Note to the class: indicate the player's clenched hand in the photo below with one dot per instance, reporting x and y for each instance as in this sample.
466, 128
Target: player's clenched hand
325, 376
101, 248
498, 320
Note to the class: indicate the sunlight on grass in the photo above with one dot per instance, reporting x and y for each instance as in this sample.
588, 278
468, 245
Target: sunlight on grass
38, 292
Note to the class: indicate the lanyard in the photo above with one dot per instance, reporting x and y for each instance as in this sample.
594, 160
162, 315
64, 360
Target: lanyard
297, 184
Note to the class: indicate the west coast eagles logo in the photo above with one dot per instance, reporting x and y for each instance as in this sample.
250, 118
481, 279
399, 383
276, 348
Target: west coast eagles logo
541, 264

○ ○ ○ ○ ○ ○ ○

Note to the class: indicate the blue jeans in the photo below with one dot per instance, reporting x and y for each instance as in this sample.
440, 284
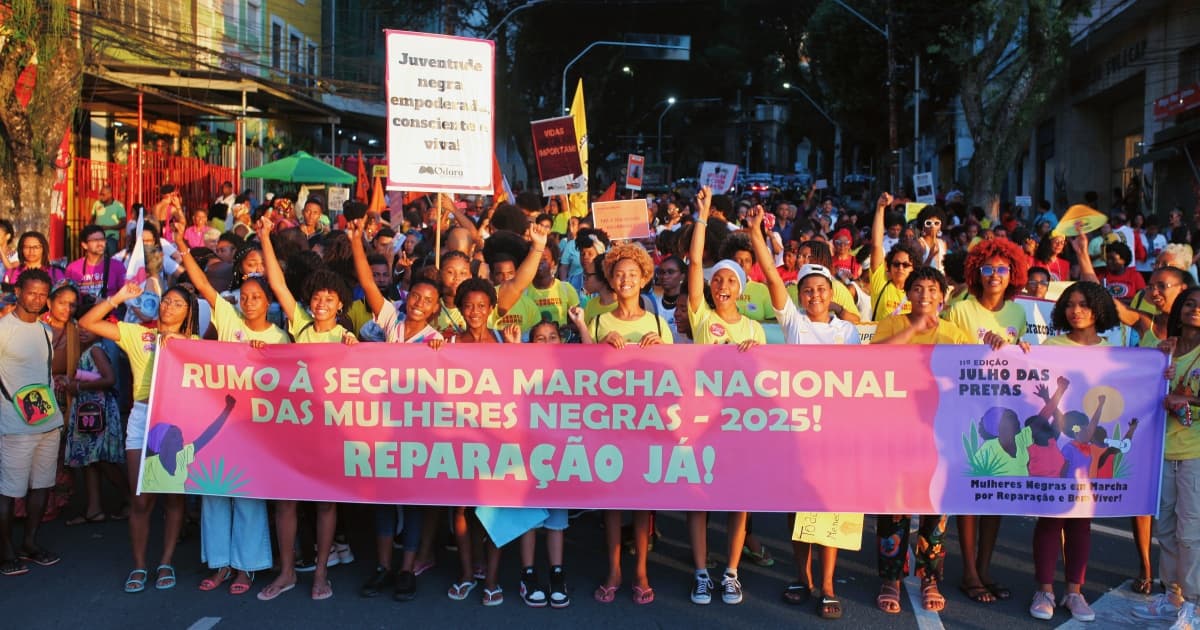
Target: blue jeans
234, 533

○ ○ ○ ○ ○ ○ ○

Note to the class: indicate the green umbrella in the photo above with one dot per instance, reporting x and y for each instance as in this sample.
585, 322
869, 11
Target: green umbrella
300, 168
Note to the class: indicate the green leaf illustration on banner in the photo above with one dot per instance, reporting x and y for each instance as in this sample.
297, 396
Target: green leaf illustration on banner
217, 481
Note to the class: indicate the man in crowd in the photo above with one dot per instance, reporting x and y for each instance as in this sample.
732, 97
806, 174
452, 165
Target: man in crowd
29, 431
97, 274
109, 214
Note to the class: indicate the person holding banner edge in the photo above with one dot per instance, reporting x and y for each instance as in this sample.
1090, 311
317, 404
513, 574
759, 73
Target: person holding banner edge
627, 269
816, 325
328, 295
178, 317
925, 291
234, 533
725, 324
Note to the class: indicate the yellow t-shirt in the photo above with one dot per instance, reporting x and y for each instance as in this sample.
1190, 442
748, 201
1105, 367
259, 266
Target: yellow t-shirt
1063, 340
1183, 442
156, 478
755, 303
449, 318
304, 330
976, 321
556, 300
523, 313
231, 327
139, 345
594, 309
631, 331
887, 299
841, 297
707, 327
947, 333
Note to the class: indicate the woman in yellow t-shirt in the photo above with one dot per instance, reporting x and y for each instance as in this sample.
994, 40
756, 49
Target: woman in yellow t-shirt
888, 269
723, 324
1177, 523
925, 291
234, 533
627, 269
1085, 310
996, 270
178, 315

○ ○ ○ ○ ○ ○ ○

WORK REQUEST
Look over the records above, and wherever a line contains the string "below", copy that line.

TASK RESULT
Note to the class: indicate the player's clenched hand in the photo below with one dot per instance, reporting x and y for each instance as in this sample.
Note to the class: indicate the blue jeans in the photo below with one dot per instance, reporting x and y for each instance as in this sample.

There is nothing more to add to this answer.